Exercise prompt => Every line from the one containing "Where can the bird head" to the final line of the material below must be reproduced exactly; leave out all other lines.

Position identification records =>
::::

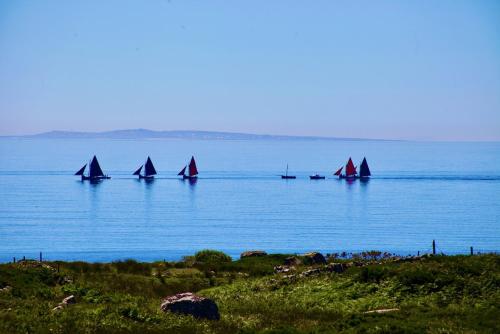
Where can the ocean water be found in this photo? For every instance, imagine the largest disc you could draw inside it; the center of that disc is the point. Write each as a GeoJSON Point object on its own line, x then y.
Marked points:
{"type": "Point", "coordinates": [419, 191]}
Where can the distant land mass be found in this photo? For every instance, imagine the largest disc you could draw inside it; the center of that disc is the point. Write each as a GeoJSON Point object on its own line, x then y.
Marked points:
{"type": "Point", "coordinates": [174, 134]}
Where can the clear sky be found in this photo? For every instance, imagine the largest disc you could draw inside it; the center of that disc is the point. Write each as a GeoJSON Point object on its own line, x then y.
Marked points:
{"type": "Point", "coordinates": [374, 69]}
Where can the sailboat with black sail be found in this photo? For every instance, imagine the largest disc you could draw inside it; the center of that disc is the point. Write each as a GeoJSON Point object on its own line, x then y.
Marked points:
{"type": "Point", "coordinates": [350, 171]}
{"type": "Point", "coordinates": [286, 176]}
{"type": "Point", "coordinates": [364, 170]}
{"type": "Point", "coordinates": [149, 170]}
{"type": "Point", "coordinates": [95, 172]}
{"type": "Point", "coordinates": [192, 170]}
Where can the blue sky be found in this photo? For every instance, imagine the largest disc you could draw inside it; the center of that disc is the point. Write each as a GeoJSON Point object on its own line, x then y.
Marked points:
{"type": "Point", "coordinates": [427, 70]}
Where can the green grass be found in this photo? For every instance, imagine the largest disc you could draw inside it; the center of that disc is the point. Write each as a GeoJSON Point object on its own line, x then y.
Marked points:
{"type": "Point", "coordinates": [456, 294]}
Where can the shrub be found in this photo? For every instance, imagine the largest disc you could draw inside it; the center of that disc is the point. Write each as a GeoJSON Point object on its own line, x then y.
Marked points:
{"type": "Point", "coordinates": [208, 256]}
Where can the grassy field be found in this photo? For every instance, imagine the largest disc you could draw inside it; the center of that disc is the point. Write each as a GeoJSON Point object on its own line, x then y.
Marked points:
{"type": "Point", "coordinates": [436, 294]}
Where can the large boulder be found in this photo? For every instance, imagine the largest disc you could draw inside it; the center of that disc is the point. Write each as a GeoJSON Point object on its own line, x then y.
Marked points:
{"type": "Point", "coordinates": [189, 303]}
{"type": "Point", "coordinates": [252, 254]}
{"type": "Point", "coordinates": [314, 258]}
{"type": "Point", "coordinates": [292, 261]}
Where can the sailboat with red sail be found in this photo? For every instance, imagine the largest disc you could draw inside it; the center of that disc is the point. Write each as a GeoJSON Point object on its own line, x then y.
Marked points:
{"type": "Point", "coordinates": [149, 170]}
{"type": "Point", "coordinates": [95, 171]}
{"type": "Point", "coordinates": [364, 170]}
{"type": "Point", "coordinates": [192, 170]}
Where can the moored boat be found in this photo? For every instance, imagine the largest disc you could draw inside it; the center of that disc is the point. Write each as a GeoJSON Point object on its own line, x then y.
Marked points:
{"type": "Point", "coordinates": [192, 170]}
{"type": "Point", "coordinates": [149, 170]}
{"type": "Point", "coordinates": [286, 176]}
{"type": "Point", "coordinates": [95, 171]}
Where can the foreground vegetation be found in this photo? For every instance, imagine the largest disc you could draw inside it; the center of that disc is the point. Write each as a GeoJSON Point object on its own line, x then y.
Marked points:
{"type": "Point", "coordinates": [437, 294]}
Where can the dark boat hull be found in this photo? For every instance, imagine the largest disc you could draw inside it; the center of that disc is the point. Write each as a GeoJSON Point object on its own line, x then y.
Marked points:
{"type": "Point", "coordinates": [97, 178]}
{"type": "Point", "coordinates": [355, 177]}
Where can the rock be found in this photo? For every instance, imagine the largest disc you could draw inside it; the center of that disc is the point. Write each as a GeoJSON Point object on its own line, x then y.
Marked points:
{"type": "Point", "coordinates": [283, 269]}
{"type": "Point", "coordinates": [189, 303]}
{"type": "Point", "coordinates": [69, 300]}
{"type": "Point", "coordinates": [252, 254]}
{"type": "Point", "coordinates": [382, 310]}
{"type": "Point", "coordinates": [336, 268]}
{"type": "Point", "coordinates": [310, 272]}
{"type": "Point", "coordinates": [292, 261]}
{"type": "Point", "coordinates": [315, 258]}
{"type": "Point", "coordinates": [6, 288]}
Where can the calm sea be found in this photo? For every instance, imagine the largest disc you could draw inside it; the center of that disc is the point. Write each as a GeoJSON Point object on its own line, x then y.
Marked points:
{"type": "Point", "coordinates": [449, 192]}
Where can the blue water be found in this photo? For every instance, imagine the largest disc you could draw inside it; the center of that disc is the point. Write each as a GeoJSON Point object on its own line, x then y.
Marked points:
{"type": "Point", "coordinates": [449, 192]}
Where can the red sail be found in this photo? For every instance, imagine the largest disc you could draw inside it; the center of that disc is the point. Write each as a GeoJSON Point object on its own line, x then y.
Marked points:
{"type": "Point", "coordinates": [192, 168]}
{"type": "Point", "coordinates": [350, 170]}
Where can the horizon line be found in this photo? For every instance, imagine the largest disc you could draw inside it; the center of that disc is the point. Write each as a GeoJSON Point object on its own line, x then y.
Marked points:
{"type": "Point", "coordinates": [61, 134]}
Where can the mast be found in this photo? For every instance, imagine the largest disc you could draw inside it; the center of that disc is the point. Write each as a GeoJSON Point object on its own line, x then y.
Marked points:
{"type": "Point", "coordinates": [94, 169]}
{"type": "Point", "coordinates": [183, 171]}
{"type": "Point", "coordinates": [364, 170]}
{"type": "Point", "coordinates": [81, 170]}
{"type": "Point", "coordinates": [138, 171]}
{"type": "Point", "coordinates": [193, 171]}
{"type": "Point", "coordinates": [149, 169]}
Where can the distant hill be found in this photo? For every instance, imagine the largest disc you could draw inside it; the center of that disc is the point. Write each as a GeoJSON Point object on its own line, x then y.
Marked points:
{"type": "Point", "coordinates": [179, 134]}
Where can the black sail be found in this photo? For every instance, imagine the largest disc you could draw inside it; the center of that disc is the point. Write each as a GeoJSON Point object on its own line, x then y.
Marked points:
{"type": "Point", "coordinates": [81, 170]}
{"type": "Point", "coordinates": [364, 169]}
{"type": "Point", "coordinates": [95, 169]}
{"type": "Point", "coordinates": [149, 169]}
{"type": "Point", "coordinates": [138, 171]}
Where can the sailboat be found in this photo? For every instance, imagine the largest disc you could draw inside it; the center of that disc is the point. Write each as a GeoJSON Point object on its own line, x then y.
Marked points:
{"type": "Point", "coordinates": [95, 171]}
{"type": "Point", "coordinates": [364, 170]}
{"type": "Point", "coordinates": [192, 171]}
{"type": "Point", "coordinates": [350, 171]}
{"type": "Point", "coordinates": [286, 176]}
{"type": "Point", "coordinates": [149, 170]}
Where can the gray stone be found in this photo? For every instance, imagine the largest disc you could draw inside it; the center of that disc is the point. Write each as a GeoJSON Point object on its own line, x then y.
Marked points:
{"type": "Point", "coordinates": [189, 303]}
{"type": "Point", "coordinates": [292, 261]}
{"type": "Point", "coordinates": [315, 258]}
{"type": "Point", "coordinates": [252, 254]}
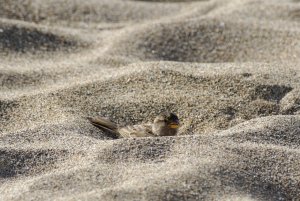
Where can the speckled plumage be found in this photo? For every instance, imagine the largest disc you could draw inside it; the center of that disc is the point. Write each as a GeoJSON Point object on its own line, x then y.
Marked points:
{"type": "Point", "coordinates": [165, 124]}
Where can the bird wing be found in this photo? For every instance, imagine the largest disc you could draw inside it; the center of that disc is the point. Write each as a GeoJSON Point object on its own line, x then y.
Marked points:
{"type": "Point", "coordinates": [104, 124]}
{"type": "Point", "coordinates": [141, 130]}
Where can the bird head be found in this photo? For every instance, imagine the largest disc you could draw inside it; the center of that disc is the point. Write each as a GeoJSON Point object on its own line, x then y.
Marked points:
{"type": "Point", "coordinates": [166, 123]}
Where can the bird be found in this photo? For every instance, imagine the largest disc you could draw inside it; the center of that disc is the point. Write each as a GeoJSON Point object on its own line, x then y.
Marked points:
{"type": "Point", "coordinates": [165, 124]}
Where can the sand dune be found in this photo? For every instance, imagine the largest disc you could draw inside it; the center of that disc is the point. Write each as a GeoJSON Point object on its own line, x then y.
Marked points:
{"type": "Point", "coordinates": [229, 69]}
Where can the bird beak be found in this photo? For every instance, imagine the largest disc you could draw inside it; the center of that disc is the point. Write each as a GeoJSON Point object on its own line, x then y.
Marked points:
{"type": "Point", "coordinates": [174, 125]}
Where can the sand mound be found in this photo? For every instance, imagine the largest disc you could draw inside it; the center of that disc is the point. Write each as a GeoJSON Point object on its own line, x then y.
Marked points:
{"type": "Point", "coordinates": [208, 41]}
{"type": "Point", "coordinates": [62, 61]}
{"type": "Point", "coordinates": [71, 12]}
{"type": "Point", "coordinates": [23, 39]}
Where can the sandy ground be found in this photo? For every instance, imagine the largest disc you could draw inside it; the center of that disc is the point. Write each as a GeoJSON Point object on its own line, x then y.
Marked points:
{"type": "Point", "coordinates": [228, 68]}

::::

Final answer =>
Where can the bird head be found in this photo? For every instance, imagine the largest disc you could draw inside it; the center of that disc is the point. Write each as a GeoJSON Point object on its own line, x then y.
Marked points:
{"type": "Point", "coordinates": [166, 123]}
Where can the bird be found in this photo? For every instance, imagine the largest disc you could draw inside it; the center of that disc is the point. Write each as a GeoJSON Point object on its own line, x then y.
Marked points:
{"type": "Point", "coordinates": [165, 124]}
Where can the sand dune be found in this photo? For every instance, imagine the largest disc you could draw inside it; the center of that disc is the point. Write each as a GeoJSON Point object on its own line, x then y.
Marked points:
{"type": "Point", "coordinates": [229, 69]}
Where can the bird beak be found in this photo? For every instance, imagine the largest disc you could draw inside it; the center of that disc is the point. Write each as a GeoJSON Point object on its own line, x then y.
Marked points:
{"type": "Point", "coordinates": [174, 125]}
Where can the sand mound be found in this photo? For every instance, imagine the largest disc you could draw inside it; the center of that disc is the point. Write each as a GeoJSON Point object on its own line, x then y.
Marked points:
{"type": "Point", "coordinates": [208, 41]}
{"type": "Point", "coordinates": [62, 61]}
{"type": "Point", "coordinates": [71, 12]}
{"type": "Point", "coordinates": [23, 39]}
Where can the sandy ground be found in this photo? For every instance, imagine the largest disc you could draw inside it; the center of that disc is the point. Write each as a GeoJSON Point object on its own line, x then y.
Marked points:
{"type": "Point", "coordinates": [228, 68]}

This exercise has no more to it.